• Exercise details
Filter the lines below and copy every one that contains the word "roll".

* Start Information given *

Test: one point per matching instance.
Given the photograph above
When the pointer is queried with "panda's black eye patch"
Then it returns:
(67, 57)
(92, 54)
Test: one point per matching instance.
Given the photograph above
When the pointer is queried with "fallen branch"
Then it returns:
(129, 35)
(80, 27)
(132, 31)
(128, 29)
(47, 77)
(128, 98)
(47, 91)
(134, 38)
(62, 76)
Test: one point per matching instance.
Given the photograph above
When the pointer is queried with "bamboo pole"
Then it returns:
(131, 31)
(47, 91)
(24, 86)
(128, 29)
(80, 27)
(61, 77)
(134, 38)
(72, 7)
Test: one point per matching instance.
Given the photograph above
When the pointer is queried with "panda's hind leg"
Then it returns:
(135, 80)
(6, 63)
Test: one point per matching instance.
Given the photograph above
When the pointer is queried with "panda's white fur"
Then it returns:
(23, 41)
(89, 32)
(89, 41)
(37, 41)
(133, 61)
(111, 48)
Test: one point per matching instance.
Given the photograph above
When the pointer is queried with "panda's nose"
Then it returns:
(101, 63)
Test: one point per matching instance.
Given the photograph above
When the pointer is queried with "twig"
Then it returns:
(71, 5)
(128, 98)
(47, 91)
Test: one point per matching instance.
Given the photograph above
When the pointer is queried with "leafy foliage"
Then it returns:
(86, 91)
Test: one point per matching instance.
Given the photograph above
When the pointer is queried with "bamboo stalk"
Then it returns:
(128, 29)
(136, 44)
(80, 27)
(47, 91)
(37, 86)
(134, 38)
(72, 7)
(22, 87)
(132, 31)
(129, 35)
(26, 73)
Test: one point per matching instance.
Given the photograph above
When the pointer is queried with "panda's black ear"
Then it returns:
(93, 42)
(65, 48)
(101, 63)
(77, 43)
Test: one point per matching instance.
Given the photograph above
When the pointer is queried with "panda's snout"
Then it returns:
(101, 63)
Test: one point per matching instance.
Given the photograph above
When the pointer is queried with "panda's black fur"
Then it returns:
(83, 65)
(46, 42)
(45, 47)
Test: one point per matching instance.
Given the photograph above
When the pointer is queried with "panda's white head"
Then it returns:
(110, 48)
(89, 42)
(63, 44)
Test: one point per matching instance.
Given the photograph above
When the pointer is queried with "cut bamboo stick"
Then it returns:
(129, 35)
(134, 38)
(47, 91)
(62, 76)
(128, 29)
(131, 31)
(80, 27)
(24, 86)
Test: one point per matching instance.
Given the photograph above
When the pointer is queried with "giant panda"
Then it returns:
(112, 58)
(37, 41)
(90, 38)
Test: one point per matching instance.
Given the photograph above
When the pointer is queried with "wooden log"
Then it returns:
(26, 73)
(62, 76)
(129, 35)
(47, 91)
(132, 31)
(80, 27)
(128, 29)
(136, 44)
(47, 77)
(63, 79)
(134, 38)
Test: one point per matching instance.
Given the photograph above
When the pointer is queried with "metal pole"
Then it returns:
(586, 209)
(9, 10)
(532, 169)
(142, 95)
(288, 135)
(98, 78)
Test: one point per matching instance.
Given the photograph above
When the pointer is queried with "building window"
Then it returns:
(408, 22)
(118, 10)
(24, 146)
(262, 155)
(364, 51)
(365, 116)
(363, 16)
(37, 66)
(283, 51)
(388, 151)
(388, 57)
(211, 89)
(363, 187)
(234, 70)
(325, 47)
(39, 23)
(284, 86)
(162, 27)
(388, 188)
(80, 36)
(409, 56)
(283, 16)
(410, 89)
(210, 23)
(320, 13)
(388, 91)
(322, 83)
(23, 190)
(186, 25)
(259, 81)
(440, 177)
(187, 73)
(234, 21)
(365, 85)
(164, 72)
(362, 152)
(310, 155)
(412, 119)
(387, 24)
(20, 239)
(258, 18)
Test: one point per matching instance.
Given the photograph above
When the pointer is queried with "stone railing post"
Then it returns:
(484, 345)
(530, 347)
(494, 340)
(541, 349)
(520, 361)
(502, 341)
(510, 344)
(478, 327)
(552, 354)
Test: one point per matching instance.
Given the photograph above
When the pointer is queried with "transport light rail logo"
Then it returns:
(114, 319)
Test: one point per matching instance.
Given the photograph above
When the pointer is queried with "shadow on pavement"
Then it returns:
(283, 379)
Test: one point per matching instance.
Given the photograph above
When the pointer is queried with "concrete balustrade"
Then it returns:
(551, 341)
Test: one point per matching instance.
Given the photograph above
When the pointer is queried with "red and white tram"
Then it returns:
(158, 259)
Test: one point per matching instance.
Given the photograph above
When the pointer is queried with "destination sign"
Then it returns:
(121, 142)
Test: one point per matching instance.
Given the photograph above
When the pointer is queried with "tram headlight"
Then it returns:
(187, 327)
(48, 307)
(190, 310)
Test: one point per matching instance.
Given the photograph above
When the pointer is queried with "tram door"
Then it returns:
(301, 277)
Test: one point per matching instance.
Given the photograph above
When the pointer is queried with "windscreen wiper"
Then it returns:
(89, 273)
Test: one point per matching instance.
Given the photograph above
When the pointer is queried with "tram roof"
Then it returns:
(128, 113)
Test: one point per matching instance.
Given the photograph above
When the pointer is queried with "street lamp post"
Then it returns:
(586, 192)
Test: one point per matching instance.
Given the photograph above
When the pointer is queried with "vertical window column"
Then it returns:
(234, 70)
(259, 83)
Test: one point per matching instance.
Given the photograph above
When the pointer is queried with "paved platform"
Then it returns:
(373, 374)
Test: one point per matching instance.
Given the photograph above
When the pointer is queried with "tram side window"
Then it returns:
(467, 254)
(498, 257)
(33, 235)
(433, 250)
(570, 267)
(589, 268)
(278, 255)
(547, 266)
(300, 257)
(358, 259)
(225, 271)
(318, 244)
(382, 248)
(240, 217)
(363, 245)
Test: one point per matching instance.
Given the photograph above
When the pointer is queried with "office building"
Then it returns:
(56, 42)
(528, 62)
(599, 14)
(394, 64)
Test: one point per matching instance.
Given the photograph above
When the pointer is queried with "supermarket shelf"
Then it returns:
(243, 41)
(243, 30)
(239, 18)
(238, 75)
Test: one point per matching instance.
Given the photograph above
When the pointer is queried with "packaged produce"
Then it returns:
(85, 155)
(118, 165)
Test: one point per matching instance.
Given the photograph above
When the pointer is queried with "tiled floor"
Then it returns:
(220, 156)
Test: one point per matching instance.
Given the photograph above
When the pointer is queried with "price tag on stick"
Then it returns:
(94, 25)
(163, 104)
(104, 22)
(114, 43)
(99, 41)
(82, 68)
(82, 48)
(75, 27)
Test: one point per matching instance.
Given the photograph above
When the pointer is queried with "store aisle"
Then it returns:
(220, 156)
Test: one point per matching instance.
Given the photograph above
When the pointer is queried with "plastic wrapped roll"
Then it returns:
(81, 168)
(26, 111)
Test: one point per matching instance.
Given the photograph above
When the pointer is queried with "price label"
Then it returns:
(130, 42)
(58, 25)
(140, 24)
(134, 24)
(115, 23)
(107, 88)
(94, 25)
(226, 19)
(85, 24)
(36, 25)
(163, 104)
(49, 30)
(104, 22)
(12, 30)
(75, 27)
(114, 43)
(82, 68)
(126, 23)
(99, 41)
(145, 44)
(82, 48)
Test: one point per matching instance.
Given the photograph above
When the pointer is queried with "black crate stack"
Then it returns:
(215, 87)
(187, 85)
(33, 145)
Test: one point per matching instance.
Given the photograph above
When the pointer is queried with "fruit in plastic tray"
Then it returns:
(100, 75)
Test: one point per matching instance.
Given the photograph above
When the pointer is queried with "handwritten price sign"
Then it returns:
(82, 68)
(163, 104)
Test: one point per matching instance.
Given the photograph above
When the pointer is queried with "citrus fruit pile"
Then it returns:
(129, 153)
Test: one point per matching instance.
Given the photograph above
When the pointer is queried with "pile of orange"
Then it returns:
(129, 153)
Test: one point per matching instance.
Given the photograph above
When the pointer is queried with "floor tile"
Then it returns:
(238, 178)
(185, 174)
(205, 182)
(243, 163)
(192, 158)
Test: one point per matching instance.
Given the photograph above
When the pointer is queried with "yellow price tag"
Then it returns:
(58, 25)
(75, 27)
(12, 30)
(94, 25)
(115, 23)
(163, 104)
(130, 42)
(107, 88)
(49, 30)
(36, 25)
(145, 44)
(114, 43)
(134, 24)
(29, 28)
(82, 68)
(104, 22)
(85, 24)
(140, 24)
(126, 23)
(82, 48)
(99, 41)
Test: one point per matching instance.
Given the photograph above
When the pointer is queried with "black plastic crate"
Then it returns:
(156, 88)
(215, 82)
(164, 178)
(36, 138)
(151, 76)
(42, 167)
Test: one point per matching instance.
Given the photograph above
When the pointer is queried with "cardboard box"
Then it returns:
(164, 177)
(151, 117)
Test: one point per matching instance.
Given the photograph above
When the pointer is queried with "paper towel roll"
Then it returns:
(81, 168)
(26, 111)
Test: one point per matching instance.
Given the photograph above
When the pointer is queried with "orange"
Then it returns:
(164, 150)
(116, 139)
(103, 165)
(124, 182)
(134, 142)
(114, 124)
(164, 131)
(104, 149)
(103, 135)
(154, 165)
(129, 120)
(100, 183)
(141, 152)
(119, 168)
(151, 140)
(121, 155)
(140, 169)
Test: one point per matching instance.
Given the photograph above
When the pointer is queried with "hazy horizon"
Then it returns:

* End Information given *

• Expected output
When the pointer is queried with "plastic wrapped roll"
When the pointer is queried with "paper towel roll"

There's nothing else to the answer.